DATASET CONTENT below:

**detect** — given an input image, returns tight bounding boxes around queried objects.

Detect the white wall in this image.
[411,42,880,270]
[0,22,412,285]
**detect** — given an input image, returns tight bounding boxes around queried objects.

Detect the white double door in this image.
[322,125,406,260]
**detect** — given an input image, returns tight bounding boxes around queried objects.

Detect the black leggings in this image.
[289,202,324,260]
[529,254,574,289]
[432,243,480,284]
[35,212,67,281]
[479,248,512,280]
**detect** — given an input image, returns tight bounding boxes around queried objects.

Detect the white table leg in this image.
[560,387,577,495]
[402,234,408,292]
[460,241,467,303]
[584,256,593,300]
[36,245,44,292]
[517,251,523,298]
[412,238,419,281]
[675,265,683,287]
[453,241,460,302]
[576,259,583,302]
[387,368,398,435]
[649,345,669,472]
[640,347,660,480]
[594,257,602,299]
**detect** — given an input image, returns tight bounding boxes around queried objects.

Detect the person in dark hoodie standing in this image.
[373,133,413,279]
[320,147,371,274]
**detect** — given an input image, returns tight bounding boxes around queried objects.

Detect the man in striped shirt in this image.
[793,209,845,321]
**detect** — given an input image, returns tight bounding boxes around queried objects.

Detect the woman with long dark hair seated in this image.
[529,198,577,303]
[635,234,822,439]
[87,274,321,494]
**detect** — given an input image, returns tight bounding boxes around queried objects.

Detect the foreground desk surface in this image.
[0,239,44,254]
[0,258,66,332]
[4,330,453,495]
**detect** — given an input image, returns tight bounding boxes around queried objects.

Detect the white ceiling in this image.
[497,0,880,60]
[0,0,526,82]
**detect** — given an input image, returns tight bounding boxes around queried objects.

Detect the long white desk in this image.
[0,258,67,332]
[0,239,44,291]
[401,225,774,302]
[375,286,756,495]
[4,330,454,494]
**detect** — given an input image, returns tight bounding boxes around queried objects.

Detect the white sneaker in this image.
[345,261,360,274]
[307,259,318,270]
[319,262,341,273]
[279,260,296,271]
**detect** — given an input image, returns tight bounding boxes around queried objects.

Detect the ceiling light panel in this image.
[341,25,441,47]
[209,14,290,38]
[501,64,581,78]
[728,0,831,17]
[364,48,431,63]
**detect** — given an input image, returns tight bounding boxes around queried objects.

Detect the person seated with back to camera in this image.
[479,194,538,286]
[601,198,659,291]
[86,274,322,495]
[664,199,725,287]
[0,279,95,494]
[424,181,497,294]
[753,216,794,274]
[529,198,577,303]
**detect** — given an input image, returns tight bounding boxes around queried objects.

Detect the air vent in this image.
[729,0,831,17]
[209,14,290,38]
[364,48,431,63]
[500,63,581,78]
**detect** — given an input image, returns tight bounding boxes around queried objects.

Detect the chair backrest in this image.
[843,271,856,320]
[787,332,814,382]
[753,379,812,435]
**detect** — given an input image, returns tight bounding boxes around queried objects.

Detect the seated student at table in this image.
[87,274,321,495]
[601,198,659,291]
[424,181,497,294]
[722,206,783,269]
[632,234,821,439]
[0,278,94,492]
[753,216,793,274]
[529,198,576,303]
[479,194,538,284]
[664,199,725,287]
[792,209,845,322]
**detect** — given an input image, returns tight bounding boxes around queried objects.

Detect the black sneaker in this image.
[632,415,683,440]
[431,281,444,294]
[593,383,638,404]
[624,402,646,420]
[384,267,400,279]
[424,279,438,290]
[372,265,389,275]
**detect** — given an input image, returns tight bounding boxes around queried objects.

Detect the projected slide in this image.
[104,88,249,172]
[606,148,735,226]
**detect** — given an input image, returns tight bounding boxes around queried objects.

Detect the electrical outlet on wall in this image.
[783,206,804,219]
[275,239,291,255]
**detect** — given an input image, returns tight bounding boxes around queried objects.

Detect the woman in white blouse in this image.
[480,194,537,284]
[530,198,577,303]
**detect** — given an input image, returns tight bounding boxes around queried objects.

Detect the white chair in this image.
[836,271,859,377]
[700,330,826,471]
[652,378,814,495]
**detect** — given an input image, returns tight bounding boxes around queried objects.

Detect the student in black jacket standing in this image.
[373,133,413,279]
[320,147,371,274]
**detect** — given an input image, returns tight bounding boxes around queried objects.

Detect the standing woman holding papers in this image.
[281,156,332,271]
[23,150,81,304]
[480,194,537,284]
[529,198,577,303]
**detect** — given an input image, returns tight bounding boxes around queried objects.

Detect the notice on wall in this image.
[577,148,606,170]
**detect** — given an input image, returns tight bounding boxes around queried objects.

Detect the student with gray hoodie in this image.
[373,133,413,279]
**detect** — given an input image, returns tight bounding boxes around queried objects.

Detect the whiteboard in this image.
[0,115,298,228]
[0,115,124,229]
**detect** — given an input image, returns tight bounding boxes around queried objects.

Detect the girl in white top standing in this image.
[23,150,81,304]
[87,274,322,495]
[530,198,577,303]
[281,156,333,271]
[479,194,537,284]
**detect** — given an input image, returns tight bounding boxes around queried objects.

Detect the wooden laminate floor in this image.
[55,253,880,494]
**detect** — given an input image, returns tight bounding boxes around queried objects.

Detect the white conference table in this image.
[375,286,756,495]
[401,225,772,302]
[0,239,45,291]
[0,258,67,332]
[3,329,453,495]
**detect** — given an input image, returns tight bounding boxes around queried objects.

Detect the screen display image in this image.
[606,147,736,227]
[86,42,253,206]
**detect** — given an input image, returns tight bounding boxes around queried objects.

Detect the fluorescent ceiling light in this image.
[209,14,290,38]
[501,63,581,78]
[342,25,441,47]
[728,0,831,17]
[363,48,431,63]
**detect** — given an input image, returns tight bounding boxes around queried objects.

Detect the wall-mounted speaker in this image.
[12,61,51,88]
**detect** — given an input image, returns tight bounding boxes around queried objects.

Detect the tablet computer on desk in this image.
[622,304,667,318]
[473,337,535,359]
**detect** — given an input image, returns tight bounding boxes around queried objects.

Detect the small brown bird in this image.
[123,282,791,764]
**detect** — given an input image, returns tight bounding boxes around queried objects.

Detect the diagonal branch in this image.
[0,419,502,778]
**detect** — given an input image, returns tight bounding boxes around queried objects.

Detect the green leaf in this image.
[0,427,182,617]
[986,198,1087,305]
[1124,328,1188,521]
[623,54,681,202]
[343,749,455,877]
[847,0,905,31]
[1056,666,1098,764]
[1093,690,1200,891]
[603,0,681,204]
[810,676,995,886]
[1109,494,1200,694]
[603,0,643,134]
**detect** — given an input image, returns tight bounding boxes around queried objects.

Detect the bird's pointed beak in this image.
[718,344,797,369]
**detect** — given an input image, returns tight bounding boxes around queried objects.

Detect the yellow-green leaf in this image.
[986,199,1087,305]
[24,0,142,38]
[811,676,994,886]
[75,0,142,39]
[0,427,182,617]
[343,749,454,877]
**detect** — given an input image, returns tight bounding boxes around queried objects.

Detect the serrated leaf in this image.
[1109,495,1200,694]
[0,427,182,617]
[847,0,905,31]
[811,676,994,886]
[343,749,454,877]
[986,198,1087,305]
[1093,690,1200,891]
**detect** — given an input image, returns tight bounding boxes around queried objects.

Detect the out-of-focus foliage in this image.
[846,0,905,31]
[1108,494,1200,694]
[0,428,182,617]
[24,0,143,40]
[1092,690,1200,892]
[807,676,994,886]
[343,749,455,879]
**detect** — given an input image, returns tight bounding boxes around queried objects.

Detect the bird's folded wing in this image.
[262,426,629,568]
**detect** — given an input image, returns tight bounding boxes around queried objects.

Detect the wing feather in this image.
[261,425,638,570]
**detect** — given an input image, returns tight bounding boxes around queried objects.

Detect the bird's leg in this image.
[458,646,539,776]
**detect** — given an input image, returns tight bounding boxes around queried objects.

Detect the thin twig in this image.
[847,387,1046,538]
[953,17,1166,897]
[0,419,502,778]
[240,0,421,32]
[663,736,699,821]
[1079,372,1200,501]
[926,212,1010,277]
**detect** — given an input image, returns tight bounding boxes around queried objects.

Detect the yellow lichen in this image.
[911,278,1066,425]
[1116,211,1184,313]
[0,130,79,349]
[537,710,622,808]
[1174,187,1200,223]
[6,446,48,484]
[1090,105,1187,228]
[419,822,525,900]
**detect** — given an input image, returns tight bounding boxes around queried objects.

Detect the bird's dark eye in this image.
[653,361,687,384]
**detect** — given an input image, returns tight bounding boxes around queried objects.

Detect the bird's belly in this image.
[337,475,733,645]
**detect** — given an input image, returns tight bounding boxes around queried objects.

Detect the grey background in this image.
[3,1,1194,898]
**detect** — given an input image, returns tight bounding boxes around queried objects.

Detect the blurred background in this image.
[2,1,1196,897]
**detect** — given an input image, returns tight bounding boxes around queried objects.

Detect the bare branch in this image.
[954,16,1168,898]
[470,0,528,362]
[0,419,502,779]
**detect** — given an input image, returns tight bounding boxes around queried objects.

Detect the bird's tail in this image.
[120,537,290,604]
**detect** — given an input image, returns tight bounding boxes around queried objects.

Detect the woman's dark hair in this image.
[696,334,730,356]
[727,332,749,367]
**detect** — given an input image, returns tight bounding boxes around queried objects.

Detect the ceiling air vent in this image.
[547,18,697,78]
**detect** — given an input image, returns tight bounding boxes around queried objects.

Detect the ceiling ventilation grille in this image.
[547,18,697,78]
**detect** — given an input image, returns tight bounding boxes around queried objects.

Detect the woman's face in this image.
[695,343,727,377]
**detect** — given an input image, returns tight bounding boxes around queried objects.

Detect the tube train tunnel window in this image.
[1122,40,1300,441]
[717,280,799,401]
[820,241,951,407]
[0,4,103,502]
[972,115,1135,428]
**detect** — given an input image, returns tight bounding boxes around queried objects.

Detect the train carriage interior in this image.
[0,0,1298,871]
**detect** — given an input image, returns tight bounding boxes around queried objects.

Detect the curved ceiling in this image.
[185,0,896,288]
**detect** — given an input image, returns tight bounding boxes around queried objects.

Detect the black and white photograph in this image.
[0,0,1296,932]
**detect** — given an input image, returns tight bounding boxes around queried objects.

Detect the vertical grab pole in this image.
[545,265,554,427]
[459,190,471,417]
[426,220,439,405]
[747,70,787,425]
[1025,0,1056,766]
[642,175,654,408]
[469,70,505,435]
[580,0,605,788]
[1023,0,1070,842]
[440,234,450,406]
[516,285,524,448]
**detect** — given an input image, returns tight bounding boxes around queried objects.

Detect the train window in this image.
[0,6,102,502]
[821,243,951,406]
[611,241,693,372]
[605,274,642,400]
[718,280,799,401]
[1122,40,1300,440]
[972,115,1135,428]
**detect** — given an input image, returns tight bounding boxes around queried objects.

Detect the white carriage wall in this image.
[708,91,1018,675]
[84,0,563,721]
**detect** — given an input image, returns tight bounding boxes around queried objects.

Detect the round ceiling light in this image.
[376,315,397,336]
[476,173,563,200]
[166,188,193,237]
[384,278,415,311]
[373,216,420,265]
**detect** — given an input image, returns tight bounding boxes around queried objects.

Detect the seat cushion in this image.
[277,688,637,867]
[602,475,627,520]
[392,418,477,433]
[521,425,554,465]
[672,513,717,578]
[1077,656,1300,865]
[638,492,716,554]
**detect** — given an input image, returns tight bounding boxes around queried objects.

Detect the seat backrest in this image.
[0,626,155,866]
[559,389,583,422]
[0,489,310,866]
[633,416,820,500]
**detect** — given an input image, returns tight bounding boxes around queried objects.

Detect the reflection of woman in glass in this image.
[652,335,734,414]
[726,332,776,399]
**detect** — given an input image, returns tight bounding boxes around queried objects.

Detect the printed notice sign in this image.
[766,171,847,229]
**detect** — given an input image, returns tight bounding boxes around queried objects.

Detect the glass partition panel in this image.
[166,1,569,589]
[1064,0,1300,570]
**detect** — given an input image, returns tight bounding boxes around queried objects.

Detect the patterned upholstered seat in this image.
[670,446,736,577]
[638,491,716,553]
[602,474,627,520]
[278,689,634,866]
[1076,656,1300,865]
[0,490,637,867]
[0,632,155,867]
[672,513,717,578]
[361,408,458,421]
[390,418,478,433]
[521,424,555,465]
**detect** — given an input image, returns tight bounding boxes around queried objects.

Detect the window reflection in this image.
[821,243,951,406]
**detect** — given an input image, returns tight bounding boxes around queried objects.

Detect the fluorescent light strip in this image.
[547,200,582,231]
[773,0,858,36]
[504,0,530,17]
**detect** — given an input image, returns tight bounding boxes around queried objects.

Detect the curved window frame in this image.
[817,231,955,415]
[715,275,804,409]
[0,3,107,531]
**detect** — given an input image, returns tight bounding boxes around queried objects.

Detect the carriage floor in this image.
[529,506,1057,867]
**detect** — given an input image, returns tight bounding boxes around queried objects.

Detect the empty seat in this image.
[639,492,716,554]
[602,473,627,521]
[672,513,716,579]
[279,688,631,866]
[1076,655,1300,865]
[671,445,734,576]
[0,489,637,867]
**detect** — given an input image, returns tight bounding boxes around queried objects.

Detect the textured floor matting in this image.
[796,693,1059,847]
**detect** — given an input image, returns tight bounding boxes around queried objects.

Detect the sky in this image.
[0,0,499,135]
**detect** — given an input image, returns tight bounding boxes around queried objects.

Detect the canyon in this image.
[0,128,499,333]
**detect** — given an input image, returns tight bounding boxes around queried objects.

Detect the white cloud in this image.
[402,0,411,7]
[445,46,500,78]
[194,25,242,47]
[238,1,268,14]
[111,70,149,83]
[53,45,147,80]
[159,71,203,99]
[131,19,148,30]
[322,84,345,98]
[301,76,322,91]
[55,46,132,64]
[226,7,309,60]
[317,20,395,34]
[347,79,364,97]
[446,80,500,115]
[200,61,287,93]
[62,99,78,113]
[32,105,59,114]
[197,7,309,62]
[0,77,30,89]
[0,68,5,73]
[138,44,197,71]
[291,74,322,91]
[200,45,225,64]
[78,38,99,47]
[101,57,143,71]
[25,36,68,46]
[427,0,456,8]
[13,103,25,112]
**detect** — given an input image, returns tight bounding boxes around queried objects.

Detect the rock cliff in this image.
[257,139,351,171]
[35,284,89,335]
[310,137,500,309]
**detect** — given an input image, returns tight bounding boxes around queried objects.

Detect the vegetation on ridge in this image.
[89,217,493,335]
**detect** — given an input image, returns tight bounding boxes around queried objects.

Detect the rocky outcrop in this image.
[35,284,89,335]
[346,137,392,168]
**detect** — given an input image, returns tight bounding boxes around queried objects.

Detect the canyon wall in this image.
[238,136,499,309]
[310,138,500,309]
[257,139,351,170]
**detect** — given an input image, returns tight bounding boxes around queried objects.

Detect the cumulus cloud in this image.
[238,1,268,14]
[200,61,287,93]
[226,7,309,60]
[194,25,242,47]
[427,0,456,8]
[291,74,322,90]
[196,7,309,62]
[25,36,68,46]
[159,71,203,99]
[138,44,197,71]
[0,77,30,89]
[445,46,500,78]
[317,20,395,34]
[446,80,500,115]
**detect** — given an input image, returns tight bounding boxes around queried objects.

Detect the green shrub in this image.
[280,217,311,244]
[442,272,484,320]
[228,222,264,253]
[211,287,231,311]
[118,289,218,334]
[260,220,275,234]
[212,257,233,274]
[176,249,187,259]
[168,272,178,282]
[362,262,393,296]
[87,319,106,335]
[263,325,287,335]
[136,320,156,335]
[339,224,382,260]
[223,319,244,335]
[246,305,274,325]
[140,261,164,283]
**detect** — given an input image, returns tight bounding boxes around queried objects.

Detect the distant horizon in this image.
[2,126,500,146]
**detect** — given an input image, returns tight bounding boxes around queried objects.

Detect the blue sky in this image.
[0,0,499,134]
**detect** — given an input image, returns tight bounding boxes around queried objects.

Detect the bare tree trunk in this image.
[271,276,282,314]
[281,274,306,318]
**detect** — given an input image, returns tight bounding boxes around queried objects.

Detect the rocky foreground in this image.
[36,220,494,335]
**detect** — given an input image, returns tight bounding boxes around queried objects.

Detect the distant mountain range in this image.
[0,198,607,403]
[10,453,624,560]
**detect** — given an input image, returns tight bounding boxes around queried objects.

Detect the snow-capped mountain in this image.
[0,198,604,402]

End of DATASET CONTENT.

* [PROBLEM REQUIREMENTS]: Everything from the line with "Detect the rocky foreground in this image." through the last line of the entries is to be written out again, unchanged; nothing else belongs in the answer.

* [SOLVED PROBLEM]:
Detect the rocky foreground in this image.
[36,220,494,335]
**detect** — given an input image, returns tight bounding boxes around queried objects.

Detect the distant mountain range in this image.
[0,198,607,403]
[10,453,624,560]
**detect** — given an input image, returns tight bounding boxes around queried objects.

Detect the snow-capped mountain in this image.
[0,198,604,402]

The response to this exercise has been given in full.